YOUR TASK =>
When you write out the listing below, keep each word exactly as it stands and drop the pictures.

EXERCISE MATERIAL section start

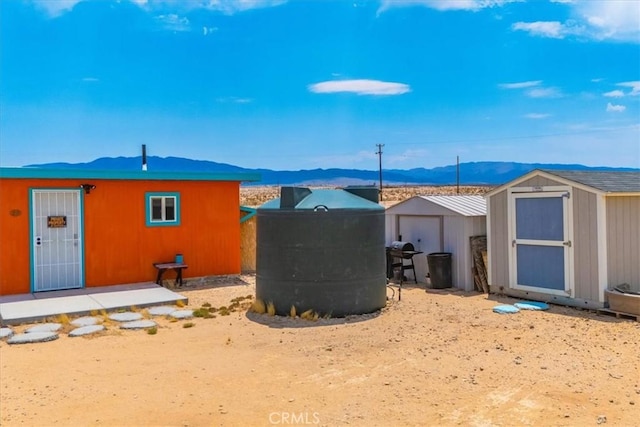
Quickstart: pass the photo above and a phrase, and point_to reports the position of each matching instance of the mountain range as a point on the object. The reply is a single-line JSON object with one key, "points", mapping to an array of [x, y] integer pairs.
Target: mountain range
{"points": [[472, 173]]}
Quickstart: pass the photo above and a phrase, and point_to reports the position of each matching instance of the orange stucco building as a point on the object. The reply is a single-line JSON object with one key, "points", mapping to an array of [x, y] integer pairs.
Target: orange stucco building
{"points": [[65, 229]]}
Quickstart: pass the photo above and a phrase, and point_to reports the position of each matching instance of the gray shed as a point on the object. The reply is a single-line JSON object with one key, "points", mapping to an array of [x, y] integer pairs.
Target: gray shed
{"points": [[564, 236], [439, 224]]}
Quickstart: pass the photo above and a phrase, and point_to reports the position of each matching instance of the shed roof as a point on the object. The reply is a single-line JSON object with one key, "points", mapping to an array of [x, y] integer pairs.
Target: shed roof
{"points": [[609, 182], [455, 204], [463, 205], [43, 173], [327, 198], [603, 182]]}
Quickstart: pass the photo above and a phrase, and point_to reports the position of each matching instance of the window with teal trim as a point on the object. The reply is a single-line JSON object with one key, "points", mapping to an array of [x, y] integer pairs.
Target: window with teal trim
{"points": [[163, 209]]}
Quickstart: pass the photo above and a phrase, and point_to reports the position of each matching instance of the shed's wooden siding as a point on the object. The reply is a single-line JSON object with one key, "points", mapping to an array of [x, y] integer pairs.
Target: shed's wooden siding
{"points": [[538, 181], [623, 240], [499, 240], [585, 245], [119, 247], [457, 230]]}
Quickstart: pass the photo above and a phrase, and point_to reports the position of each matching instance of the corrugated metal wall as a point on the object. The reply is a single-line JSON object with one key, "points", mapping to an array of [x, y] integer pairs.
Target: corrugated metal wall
{"points": [[585, 245], [623, 240]]}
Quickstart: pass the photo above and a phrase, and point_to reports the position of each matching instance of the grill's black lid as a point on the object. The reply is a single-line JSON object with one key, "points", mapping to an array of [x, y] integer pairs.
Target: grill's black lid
{"points": [[402, 246]]}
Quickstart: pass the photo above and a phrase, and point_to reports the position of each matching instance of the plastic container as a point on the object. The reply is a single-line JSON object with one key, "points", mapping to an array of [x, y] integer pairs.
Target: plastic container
{"points": [[440, 269]]}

EXERCISE MATERIAL section end

COMPLETED EXERCISE =>
Quickstart: pass the photo above and a phrase, and point_to reports the position of each matching instance of the mountain range as a point on the object. The reply is a single-line JSON object with one key, "points", mapping to an array of [x, y] integer pairs.
Target: mountain range
{"points": [[472, 173]]}
Quickstart: pass the photo above and a phrase, and point_to reports the position of each matching instance of the orange stucco building as a point on the object. The reply is a single-line JSON object with one key, "points", mapping to an array of [x, y] integer pairs.
Target: orange stucco building
{"points": [[65, 229]]}
Quickstart: pass the photo above and a phrase, and point_to reports the position of each matching instance of the gray shed as a point on the object. The reply is a single-line JSON object with one key, "points", mapping to an array of [x, y] integer pairs.
Target: gray shed
{"points": [[564, 236], [439, 224]]}
Quickstart: pass the photo above and a phrase, and point_to reports the position of each matching instance of the shed roof as a point on the object. The reply is a single-line JSON object with one key, "points", mapping to an array of [x, y] integer pairs.
Target: shed roof
{"points": [[609, 182], [455, 204], [463, 205], [43, 173], [327, 198], [603, 182]]}
Quickstart: pass the photo above and a phrase, and point_to reports the position of each matching instance of the window with teal trim as a point on the object. The reply is a single-line JSON object with one key, "points", mapping to an array of [x, y] integer pairs.
Target: window with teal trim
{"points": [[163, 209]]}
Quickstart: pass the photo above and a phrase, and point_to reports the position of each matching instance of the shed's wooden siding as a point on the object. The reply is a single-line JSON object with one key, "points", mapping to an array of [x, y] integer pairs.
Target: shed's wooden siding
{"points": [[538, 181], [623, 240], [499, 240], [585, 245], [119, 247], [457, 230]]}
Quickstart: pass the photo above and a phrase, and point_to reports the position of each matching instance of the corrugated metal wall as a point on the object. The reply is a single-line JSON object with one key, "points", mapping to an array of [x, y] integer pairs.
Target: corrugated metal wall
{"points": [[585, 245], [623, 240]]}
Quickstart: pass the photo above and a phrase, and point_to reports the position of each matching instance of the grill's black lid as a point on the object. The reply is a single-line JSON object with one key, "points", mapping to an array of [x, y] integer pairs.
Target: grill's black lid
{"points": [[402, 246]]}
Quickstart: pass the photo above and a phrase, and point_to reports the position of each matching instance of the plastic container as a point on the object. The reply is a single-line JSON object with one key, "points", mapping to an array of [x, y] integer pairs.
Target: plastic container
{"points": [[440, 269]]}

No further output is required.